▶ _EXERCISE INSTRUCTIONS_: Quote exactly the lines running from the line with "Exercise. Pin every instance of the green shrub row" to the end of the entries, including both, and nothing else.

Dataset records about object locations:
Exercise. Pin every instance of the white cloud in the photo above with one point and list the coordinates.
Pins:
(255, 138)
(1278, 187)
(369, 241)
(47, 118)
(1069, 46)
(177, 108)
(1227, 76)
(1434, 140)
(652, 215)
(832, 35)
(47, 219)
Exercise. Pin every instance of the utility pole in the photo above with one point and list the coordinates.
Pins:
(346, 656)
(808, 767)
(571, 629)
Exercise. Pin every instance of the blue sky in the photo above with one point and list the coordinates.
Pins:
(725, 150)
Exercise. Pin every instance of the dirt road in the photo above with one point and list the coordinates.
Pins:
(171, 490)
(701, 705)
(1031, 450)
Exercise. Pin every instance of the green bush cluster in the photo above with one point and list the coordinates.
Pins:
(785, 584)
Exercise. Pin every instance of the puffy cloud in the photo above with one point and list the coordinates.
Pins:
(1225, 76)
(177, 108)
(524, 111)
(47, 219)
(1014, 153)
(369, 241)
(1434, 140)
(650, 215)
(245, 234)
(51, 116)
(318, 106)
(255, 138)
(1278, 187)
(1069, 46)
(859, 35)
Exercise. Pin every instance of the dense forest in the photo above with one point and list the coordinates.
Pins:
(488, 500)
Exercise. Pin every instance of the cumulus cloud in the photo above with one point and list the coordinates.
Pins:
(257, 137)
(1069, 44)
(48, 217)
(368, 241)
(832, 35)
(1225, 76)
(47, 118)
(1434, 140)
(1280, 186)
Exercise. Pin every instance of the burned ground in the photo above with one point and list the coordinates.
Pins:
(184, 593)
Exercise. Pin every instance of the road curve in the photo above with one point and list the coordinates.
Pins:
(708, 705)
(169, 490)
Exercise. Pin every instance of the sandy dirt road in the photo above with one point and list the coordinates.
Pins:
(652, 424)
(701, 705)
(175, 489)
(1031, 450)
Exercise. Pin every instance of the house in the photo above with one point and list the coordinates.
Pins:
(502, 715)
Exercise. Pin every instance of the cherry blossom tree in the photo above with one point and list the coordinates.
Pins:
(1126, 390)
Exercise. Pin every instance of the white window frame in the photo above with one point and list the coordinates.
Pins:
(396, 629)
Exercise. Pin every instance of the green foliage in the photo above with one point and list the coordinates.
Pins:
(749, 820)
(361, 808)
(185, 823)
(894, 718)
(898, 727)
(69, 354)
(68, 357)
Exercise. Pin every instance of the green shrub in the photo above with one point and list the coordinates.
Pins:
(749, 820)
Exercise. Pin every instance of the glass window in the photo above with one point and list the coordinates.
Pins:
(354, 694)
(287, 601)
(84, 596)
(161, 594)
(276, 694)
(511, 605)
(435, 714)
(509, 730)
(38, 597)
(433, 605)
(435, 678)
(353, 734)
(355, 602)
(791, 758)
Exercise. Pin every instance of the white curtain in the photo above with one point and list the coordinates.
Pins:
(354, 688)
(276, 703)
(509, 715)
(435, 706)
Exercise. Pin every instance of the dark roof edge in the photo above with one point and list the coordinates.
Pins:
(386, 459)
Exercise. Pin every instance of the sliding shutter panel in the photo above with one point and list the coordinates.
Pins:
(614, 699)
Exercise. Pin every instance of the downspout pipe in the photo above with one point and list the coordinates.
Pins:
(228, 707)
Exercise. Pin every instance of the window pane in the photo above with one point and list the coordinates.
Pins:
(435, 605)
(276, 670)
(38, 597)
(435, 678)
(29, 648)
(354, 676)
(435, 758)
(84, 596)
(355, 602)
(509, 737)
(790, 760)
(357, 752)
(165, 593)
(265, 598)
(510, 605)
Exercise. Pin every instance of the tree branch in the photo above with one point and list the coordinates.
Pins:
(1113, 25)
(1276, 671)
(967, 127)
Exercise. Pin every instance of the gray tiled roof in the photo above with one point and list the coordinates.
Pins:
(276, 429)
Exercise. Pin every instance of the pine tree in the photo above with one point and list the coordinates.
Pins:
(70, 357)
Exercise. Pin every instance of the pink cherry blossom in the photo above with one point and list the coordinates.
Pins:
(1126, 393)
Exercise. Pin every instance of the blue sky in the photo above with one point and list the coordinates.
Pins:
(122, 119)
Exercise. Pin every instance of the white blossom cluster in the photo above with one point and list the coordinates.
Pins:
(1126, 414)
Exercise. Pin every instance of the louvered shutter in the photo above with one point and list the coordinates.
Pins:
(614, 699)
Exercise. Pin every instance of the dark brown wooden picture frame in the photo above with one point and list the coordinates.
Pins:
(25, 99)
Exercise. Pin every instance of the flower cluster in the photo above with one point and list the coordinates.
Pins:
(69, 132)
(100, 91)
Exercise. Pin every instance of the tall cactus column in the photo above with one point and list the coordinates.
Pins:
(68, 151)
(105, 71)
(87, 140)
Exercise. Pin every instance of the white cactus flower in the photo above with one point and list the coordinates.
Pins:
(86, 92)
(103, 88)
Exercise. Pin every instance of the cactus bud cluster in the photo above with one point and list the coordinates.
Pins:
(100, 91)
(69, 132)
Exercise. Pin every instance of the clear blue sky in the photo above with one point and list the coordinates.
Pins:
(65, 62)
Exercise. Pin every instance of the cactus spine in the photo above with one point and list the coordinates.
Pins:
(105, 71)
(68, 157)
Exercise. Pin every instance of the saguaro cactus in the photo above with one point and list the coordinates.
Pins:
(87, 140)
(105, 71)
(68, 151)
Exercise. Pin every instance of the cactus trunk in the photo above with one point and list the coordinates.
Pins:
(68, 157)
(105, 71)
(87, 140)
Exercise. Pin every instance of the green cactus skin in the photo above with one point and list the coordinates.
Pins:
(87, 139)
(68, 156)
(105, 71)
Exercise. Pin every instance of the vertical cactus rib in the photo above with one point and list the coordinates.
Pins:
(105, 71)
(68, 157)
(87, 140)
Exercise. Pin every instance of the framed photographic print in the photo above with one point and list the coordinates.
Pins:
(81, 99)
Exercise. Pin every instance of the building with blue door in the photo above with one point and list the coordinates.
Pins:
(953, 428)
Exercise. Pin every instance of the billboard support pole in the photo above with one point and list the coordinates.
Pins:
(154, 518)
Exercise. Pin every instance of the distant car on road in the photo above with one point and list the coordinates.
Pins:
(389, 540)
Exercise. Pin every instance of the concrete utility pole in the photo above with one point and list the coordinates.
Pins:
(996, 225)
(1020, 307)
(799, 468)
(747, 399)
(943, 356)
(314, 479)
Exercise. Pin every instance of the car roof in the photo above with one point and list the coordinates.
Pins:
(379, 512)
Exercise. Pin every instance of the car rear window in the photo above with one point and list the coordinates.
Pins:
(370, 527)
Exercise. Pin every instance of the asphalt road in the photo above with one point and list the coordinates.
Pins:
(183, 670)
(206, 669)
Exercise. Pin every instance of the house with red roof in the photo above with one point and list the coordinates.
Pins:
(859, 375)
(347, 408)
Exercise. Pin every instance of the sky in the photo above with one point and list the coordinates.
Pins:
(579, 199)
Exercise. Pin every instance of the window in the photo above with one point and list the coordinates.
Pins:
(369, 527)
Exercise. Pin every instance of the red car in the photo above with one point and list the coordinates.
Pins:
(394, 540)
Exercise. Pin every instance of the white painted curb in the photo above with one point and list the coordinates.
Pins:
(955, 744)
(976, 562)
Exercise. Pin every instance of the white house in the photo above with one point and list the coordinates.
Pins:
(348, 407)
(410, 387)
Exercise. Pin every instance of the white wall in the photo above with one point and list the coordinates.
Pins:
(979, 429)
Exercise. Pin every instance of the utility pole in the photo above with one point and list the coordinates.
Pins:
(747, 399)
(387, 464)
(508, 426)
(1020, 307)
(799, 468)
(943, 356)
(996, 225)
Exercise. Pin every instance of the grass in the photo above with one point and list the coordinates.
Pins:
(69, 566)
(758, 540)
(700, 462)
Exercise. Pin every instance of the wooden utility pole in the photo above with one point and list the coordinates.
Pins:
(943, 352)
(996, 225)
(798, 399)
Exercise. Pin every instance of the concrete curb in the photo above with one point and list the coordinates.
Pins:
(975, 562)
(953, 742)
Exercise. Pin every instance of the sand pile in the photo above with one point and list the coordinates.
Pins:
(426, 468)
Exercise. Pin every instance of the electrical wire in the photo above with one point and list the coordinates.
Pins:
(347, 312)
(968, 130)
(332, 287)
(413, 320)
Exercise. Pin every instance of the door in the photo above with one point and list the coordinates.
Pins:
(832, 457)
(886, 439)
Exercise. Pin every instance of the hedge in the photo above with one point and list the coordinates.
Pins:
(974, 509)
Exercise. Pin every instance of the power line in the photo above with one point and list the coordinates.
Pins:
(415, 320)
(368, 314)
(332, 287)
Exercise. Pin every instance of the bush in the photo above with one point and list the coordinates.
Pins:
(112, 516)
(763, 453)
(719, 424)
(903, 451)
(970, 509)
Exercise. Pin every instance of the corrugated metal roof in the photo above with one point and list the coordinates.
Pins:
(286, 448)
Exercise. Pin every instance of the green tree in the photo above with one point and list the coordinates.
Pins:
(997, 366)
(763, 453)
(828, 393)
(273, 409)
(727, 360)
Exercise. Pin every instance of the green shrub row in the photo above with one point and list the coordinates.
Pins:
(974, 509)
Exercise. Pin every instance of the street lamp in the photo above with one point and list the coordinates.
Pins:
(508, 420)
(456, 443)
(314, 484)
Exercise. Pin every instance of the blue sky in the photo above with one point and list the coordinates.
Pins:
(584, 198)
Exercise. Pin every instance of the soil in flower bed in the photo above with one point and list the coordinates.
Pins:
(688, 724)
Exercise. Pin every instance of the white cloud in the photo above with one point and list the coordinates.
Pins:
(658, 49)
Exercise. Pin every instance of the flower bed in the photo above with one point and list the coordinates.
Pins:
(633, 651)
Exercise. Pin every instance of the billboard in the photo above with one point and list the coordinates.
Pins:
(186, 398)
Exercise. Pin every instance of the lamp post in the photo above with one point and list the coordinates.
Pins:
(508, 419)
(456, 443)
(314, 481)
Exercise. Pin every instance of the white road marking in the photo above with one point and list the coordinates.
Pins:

▶ _OUTPUT OF THE TASK_:
Exercise. Pin every instance of the green shrub row in the photo above with one point and list the coordinates.
Pins:
(974, 509)
Exercise. Pin every instance of the street lamp in the photo above with one point and list the coordinates.
Pins:
(508, 420)
(456, 443)
(314, 484)
Exercise. Pin every instance of the blue sky in the photo above with one point and list the coordinates.
Pins:
(584, 198)
Exercise. Pin every instance of the soil in flower bed in the photo above with one point and list the coordinates.
Pins:
(688, 724)
Exercise. Pin every instance of the white cloud in the photo above with one point and list the coordinates.
Pins:
(658, 49)
Exercise. Pin every instance of the flower bed in the photo above with one point and list the coordinates.
Pins:
(633, 651)
Exercise. Pin every instance of the billboard in the photo above with one point and list the coordinates.
Pins:
(186, 398)
Exercise. Pin every instance of the lamp post in the photo above with one point and list the coordinates.
Pins:
(508, 419)
(456, 443)
(314, 481)
Exercise. Pin every instance of the white road marking in the photo above with one point and list the coordinates.
Pins:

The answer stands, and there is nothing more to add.